■ Objetivo 1 ■
Responda, com base no texto sobre André Lara Resende:
(a) De qual plano econômico ele participou da elaboração?
(b) Em que jornal a reportagem foi publicada?
(c) De qual pré-candidata à Presidência suas convicções o aproximaram?

11 Março 2014
Na seara econômica, André Lara Resende é uma referência, entre outras razões, por ter participado da elaboração do Plano Real. Ainda assim, afastou-se do trabalho cotidiano de um economista. O neto do professor de gramática e memorialista Antônio Lara Resende e filho do jornalista e escritor Otto Lara Resende voltou-se às letras e à reflexão. Em seus artigos, defende um novo modelo de desenvolvimento, orientado ao bem-estar coletivo e sustentado pelo setor de serviços em áreas como educação e saúde.
A reportagem é de Alexa Salomão e Ricardo Grinbaum, publicada no jornal O Estado de S. Paulo, 09-03-2014.
"A partir de certo nível de renda, onde com certeza já nos encontramos, a qualidade de vida não está mais necessariamente associada ao consumo material", diz ele na entrevista que segue. Suas convicções o aproximaram da pré-candidata à Presidência Marina Silva, em sua avaliação a pessoa que na atual cena política tem a visão de mundo para implantar o novo modelo de crescimento.
Eis a entrevista.
O governo de FHC ficou conhecido como o da estabilidade, o do Lula, pela distribuição de renda. Qual seria a cara do governo Dilma e qual deveria ser em caso de reeleição?

■ Dados de trabalho ■
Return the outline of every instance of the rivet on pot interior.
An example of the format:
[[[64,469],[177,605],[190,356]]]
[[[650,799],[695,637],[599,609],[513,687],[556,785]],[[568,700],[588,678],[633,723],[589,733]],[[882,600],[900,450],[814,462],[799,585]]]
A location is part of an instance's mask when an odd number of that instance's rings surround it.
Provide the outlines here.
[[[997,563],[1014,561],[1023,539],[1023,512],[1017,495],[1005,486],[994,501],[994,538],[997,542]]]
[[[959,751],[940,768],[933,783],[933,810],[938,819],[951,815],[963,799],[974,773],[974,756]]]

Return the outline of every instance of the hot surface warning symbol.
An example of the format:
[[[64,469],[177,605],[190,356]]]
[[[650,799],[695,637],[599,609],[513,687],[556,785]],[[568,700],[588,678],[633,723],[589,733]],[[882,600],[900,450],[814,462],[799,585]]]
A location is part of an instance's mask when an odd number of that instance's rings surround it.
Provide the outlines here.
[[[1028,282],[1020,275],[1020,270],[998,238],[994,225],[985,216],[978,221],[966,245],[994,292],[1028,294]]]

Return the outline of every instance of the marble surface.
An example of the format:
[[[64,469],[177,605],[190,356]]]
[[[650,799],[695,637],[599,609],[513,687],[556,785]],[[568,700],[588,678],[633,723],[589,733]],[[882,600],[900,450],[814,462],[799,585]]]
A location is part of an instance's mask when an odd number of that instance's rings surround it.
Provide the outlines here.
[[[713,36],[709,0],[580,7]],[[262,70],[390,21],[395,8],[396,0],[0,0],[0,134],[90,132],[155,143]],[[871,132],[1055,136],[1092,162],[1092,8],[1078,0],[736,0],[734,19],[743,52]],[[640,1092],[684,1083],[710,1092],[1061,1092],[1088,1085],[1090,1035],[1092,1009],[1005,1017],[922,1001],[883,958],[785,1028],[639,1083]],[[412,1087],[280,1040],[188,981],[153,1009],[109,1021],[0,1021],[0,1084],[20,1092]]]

■ Objetivo 2 ■
Nos registros, reescreva as linhas que vão da que contém "Return the outline of every instance of the marble" até o fim dos registros, ambas as pontas incluídas. Troque "marble surface" por "stone countertop" e mantenha todo o resto igual.

■ Resposta 1 ■
(a) Do Plano Real.
(b) No jornal O Estado de S. Paulo.
(c) De Marina Silva.

■ Resposta 2 ■
Return the outline of every instance of the stone countertop.
An example of the format:
[[[64,469],[177,605],[190,356]]]
[[[650,799],[695,637],[599,609],[513,687],[556,785]],[[568,700],[588,678],[633,723],[589,733]],[[882,600],[900,450],[814,462],[799,585]]]
A location is part of an instance's mask when an odd number of that instance's rings surround it.
Provide the outlines here.
[[[713,36],[709,0],[580,7]],[[262,70],[390,21],[395,8],[396,0],[0,0],[0,134],[90,132],[155,143]],[[871,132],[1055,136],[1092,162],[1092,8],[1078,0],[736,0],[734,19],[743,52]],[[640,1092],[684,1083],[710,1092],[1061,1092],[1088,1085],[1090,1035],[1092,1009],[1005,1017],[922,1001],[883,958],[785,1028],[639,1083]],[[412,1087],[280,1040],[188,981],[153,1009],[109,1021],[0,1021],[0,1084],[20,1092]]]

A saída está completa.